= Work to complete =
(1) Print the records that follow the excerpt about feeding college linemen, word for word, and leave the pictures out.
(2) Carry on the excerpt about feeding college football linemen from where it stops.

= Source excerpt =
Begin
A number of UB athletes, such as football players Branden Oliver (left) and Carlos Lammons, participated in a chicken wing eating contest during halftime of a men’s basketball game in 2012. Eating copious wings, however, is an anomaly for most athletes; UB’s athletic department strives to give them the nutritional food they need to perform at the best of their ability.


In 1970, there was one player in the NFL over 300 pounds. Today, there are 360 linemen well over that benchmark. Being an offensive or defensive lineman is one of the few jobs in the world where a 300-pound man could be considered undersized.

This trend has also spread to the collegiate ranks, which leaves university athletic programs with the task of feeding young men who eat far more than the average human. And the Bulls’ offensive line is no exception.

At 326 pounds, senior Jasen Carlson was the largest lineman for the football team in 2013.

“We budget for [food] as we would for team socks, hats and shoes,” said Deputy Director of Athletics Allen Greene.

Collegiate level offensive linemen eat roughly 4,000 to 6,000 calories a day, according to ESPN. A rigorous and often overwhelming diet must be implemented for these student-athletes in order to maintain ideal physicality.
End
= Material shown =
Begin
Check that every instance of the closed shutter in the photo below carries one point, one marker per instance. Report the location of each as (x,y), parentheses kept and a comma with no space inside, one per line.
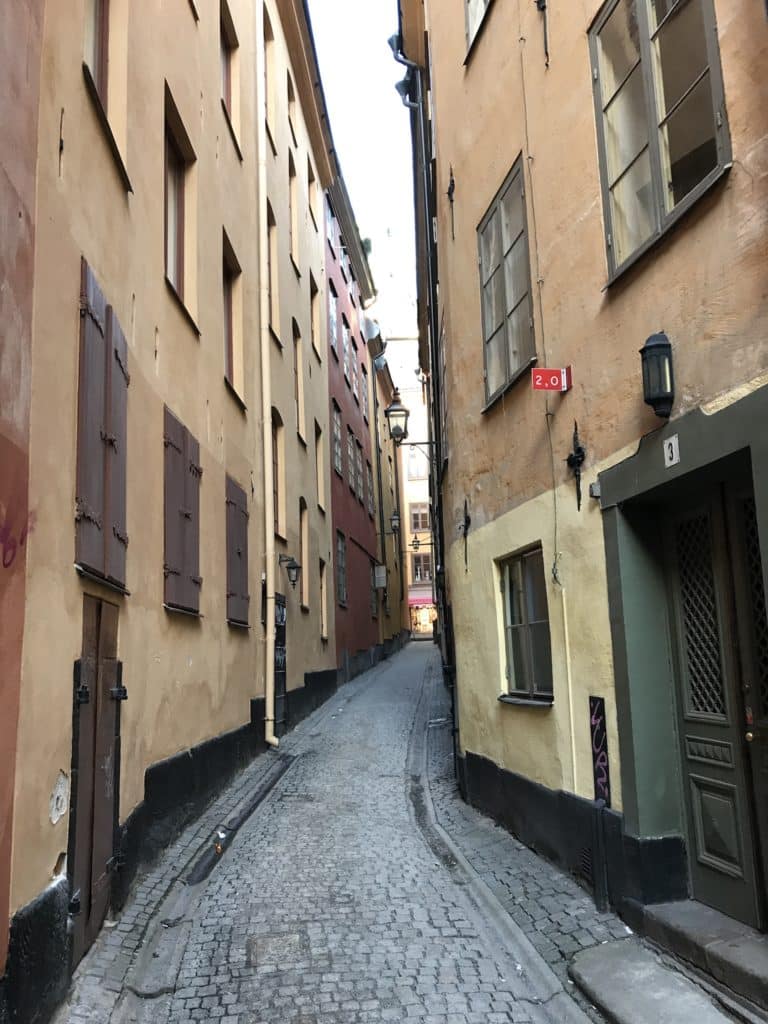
(118,379)
(173,439)
(193,474)
(89,498)
(238,598)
End
= Results =
(1)
Check that every instance of the closed shutter in the photo below carries one point, one marker per instance. Report the location of each as (x,y), parentheses kept and a comma with no space inside, one per line.
(118,379)
(173,439)
(193,474)
(89,498)
(238,598)

(2)
“The university has a nutritionist that we use as a resource,” Greene said. “We as the department do not employ a nutritionist for the athletics department, and it is the student’s responsibility to pursue the nutritionist’s services.”

Carlson and senior wide receiver Fred Lee said they have no knowledge of these resources.

“I think the school should invest in a nutritionist for every sports team,” Lee said.

Greene is responsible for the day-to-day operations of the department – approval for travel, budget expenses and keeping the university’s athletic facilities up to date. The department designates an operations budget for each sport at UB, which is constructed and implemented at the beginning of every semester, to designate spending for food costs and travel expenses.

Every sport is provided funds for student athletic scholarships as part of its operations budget. Scholarships include a stipend of sorts for each player to spend on food and nutritional supplements.

Buddy Morris, the football team’s strength and conditioning coach, and Paul Bittar, the director of football operations, provide the football players with diet and exercise regimes.

The player is ultimately in control of how he decides to spend his stipend, which is equivalent to the “Any 19” meal plan – which provides students with 19 meals to use from Saturday to Friday. This stipend is relayed to student athletes via a personal direct deposit account and consists of three separate payment periods per semester.

Although the exact number changes every year due to changes in the meal plan costs, each payment ranges between $1,800 and $1,900. If the student decides to live off campus, then a combined figure will be included in the stipend to cover living expenses, which are equivalent to a double sized dorm room. In order to qualify for this option, the student athlete must show proof of residency, as well as access to a vehicle.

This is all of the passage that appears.